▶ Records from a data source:
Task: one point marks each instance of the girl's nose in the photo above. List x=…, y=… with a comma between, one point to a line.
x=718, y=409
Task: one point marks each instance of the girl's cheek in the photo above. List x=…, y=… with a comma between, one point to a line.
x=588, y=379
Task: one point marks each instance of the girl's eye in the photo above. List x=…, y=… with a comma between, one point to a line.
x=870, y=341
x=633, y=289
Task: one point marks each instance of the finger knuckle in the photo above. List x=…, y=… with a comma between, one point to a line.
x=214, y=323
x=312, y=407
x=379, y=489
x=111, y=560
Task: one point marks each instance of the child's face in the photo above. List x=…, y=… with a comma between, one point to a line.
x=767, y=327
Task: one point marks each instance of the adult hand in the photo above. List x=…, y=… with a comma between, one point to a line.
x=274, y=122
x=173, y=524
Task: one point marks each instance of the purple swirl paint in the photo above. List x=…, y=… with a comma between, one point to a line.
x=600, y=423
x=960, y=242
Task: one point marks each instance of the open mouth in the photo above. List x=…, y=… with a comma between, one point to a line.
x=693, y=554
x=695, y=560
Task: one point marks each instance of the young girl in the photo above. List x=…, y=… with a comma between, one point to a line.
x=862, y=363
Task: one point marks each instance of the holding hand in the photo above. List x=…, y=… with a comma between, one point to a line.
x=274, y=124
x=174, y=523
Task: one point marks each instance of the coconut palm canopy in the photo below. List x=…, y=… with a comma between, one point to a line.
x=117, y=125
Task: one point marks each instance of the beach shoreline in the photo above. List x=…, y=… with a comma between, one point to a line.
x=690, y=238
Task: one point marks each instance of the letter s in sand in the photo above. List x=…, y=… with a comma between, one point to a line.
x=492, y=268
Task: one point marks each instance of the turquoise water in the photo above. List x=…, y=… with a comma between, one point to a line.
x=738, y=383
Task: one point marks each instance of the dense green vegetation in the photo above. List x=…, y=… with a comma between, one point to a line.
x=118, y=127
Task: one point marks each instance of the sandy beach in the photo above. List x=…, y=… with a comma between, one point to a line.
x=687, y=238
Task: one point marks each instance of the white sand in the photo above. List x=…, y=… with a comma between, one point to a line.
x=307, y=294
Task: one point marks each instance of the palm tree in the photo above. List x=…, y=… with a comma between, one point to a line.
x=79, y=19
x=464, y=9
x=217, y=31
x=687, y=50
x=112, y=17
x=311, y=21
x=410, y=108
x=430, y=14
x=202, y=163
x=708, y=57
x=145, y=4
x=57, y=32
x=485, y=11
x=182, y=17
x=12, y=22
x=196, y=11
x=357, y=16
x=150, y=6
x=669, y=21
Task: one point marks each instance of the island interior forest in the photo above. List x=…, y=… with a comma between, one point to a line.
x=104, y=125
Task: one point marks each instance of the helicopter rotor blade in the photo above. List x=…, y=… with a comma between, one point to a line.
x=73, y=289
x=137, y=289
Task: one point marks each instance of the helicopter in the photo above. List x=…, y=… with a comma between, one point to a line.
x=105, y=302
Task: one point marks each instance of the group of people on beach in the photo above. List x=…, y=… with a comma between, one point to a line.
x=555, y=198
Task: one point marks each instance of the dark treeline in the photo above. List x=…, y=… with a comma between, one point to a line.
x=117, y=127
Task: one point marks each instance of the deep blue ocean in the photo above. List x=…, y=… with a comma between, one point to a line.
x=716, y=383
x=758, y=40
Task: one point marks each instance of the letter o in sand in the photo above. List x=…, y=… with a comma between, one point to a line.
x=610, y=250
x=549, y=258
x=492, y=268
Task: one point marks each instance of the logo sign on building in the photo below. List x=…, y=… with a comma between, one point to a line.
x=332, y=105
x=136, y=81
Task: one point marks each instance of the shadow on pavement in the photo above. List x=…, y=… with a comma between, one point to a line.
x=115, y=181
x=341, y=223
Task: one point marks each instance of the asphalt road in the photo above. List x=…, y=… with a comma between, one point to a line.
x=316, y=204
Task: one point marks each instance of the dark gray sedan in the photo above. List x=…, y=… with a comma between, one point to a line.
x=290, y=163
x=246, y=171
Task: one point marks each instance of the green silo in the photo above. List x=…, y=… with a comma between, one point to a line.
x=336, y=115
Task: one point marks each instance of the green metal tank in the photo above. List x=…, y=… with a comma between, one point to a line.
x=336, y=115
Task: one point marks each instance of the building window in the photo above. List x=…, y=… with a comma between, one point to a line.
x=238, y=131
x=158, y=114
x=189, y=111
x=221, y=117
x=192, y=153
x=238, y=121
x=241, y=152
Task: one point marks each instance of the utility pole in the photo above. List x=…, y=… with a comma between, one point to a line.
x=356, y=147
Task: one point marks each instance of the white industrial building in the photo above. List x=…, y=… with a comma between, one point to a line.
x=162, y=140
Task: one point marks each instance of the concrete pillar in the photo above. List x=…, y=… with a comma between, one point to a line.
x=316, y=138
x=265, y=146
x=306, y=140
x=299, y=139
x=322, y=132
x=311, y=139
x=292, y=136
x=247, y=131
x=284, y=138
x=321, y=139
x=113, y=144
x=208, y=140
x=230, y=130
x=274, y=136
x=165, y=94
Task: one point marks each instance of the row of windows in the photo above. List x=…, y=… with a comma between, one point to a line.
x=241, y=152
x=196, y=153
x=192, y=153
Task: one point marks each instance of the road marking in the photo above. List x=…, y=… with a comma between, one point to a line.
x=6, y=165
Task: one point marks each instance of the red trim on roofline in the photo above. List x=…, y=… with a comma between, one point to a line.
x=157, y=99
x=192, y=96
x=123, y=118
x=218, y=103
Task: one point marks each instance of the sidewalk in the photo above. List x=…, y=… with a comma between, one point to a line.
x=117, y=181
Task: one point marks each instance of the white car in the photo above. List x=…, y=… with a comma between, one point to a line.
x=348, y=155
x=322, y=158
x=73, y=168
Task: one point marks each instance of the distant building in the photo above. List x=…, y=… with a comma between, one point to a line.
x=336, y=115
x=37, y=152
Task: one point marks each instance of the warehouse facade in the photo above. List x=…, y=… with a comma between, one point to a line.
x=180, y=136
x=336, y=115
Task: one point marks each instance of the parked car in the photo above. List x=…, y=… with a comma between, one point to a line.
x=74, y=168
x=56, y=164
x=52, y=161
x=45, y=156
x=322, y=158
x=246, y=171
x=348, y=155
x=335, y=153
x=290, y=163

▶ PROMPT:
Every record shown above must be echoed exactly.

▶ SOLUTION FOR THIS PROBLEM:
Task: one point marks each instance of the girl's nose in the photo above. List x=…, y=… with a comma between, one point to a line.
x=718, y=409
Task: one point marks each instance of the girl's cheek in the photo above. List x=…, y=… with a comma between, one point to a line.
x=588, y=379
Task: one point marks each instance of the girl's eye in the photo above. List x=…, y=… with a comma between, one point to a line.
x=870, y=341
x=633, y=289
Task: one point marks each instance of the finger knuckle in the photo above. List x=…, y=… with a comma between, one point to a line.
x=214, y=323
x=312, y=407
x=379, y=489
x=111, y=560
Task: one point marks each instance of the child's face in the photo above. List x=…, y=… with a comma between, one point to a line.
x=767, y=327
Task: one point marks each instance of the adult hand in the photo above. List x=…, y=… with a comma between, one point to a line.
x=274, y=122
x=173, y=524
Task: one point marks each instance of the purple swirl paint in the photo above. List x=…, y=… with a comma between, one point to a line.
x=600, y=423
x=960, y=242
Task: one point marks each instance of the open mouth in the photo above. List x=…, y=… with a comma between, one point to a line.
x=693, y=554
x=695, y=560
Task: one point marks each instance of the young girl in the photo above. List x=…, y=… with a comma between, one point to a line.
x=862, y=363
Task: one point marks each instance of the holding hand in the photo above. List x=…, y=… with a comma between, one point to a line.
x=274, y=124
x=174, y=523
Task: one point marks each instance of the coconut palm canopy in the photo below. List x=…, y=… with a comma between, one point to a line.
x=117, y=125
Task: one point marks each instance of the beach shoreline in the photo above. List x=…, y=… with a comma between, one point to a line.
x=690, y=238
Task: one point marks each instance of the letter s in sand in the photo above. List x=…, y=… with a comma between, one point to a line.
x=492, y=268
Task: one point marks each instance of the turquoise water in the photo above. List x=…, y=… with a comma between, one point to a line.
x=738, y=383
Task: one point marks each instance of the dense green vegetation in the photo above. List x=…, y=… with a comma between, one point to a line.
x=118, y=127
Task: one point marks each instance of the sandy beach in the photo above. List x=…, y=… with a comma between, one point to a line.
x=687, y=238
Task: one point marks each instance of the white sand in the photo above. List x=…, y=… with a comma between, one point to a line.
x=307, y=294
Task: one point marks each instance of the palm tree in the photo above. List x=…, y=… with a comma between, one point to a line.
x=79, y=19
x=464, y=9
x=217, y=31
x=687, y=50
x=112, y=17
x=311, y=21
x=410, y=108
x=430, y=14
x=202, y=163
x=708, y=57
x=145, y=4
x=57, y=32
x=485, y=11
x=182, y=17
x=12, y=22
x=196, y=11
x=357, y=16
x=150, y=6
x=669, y=21
Task: one point marks each instance of the island interior forest in the photo above. List x=…, y=… with a comma between, one point to a line.
x=104, y=125
Task: one point marks each instance of the helicopter rotor blade in the photo above. List x=…, y=… with a comma between, one point to a line.
x=73, y=289
x=137, y=289
Task: one point marks each instance of the helicopter in the photo above. List x=…, y=… with a comma between, one point to a line.
x=105, y=302
Task: one point marks each instance of the group of people on beach in the photo above. List x=…, y=… with a comma between, one point to a line.
x=555, y=198
Task: one point marks each instance of the dark treeline in the photo above. List x=…, y=… with a comma between, one point to a line.
x=117, y=127
Task: one point marks each instance of the deep blue ocean in the photo above. List x=…, y=… with a comma between, one point to a line.
x=716, y=383
x=758, y=40
Task: one point marks each instance of the letter o in sand in the photo above. List x=…, y=… with a comma between, one point to a line.
x=610, y=250
x=549, y=258
x=492, y=268
Task: one point marks each instance of the logo sign on building in the photo below. List x=…, y=… with a comma between, one point to a line.
x=332, y=105
x=136, y=81
Task: one point marks each instance of the shadow on pavement in the photo above. List x=…, y=… with a comma between, one point to a line.
x=115, y=181
x=341, y=223
Task: one point marks each instance of the asphalt road in the photo above. List x=…, y=… with a comma between, one point to a line.
x=316, y=204
Task: one point marks each instance of the dark gray sedan in the photo above. List x=…, y=… with a comma between, one point to a line.
x=290, y=163
x=246, y=171
Task: one point marks each instance of the green silo in the photo above. List x=…, y=… with a comma between, one point to a line.
x=336, y=115
Task: one point marks each instance of the green metal tank in the photo above. List x=…, y=… with a comma between, one point to a line.
x=336, y=115
Task: one point marks each instance of the building window in the photo above. List x=…, y=… with a comma between, one point to a line.
x=238, y=131
x=158, y=114
x=189, y=111
x=221, y=117
x=192, y=153
x=238, y=121
x=241, y=152
Task: one point marks each instance of the utility pole in the photo above. List x=…, y=… with a comma between, one point to a line.
x=356, y=147
Task: one point marks each instance of the white industrial building in the photo above. List x=…, y=… with a comma between, one point to a line.
x=162, y=140
Task: one point marks each instance of the concrete pillar in the photo above. List x=…, y=… with a comma between, one point to a line.
x=316, y=138
x=265, y=146
x=306, y=140
x=299, y=139
x=322, y=132
x=311, y=139
x=292, y=136
x=247, y=131
x=284, y=138
x=321, y=139
x=113, y=144
x=208, y=140
x=230, y=130
x=274, y=136
x=165, y=94
Task: one point marks each instance of the row of windows in the photo above. List x=…, y=… with a comma between, one point to a line.
x=241, y=152
x=196, y=153
x=192, y=153
Task: one point marks each instance of the road marking in the photo above. List x=…, y=… with a comma between, one point to a line.
x=6, y=165
Task: one point marks each instance of the red trim on roofline in the photo above. List x=…, y=… with a comma between, one point to a line.
x=157, y=99
x=192, y=96
x=123, y=118
x=218, y=103
Task: one point marks each instance of the sidewalk in the photo above. List x=…, y=… with a comma between, one point to a line.
x=117, y=181
Task: one point marks each instance of the white car in the photo above. List x=…, y=… with a comma between, one point to a line.
x=348, y=155
x=322, y=158
x=73, y=168
Task: one point marks each instance of the distant building in the photo above. List x=…, y=… with a comma between, one point to a line.
x=336, y=115
x=37, y=152
Task: one point marks each instance of the warehouse facade in the photo above. List x=…, y=… with a comma between, one point to a line.
x=180, y=136
x=336, y=115
Task: one point marks each instance of the parked car in the photo above. List x=…, y=… with a comma between, one point to a line.
x=74, y=168
x=56, y=164
x=52, y=161
x=45, y=156
x=322, y=158
x=246, y=171
x=348, y=155
x=335, y=153
x=290, y=163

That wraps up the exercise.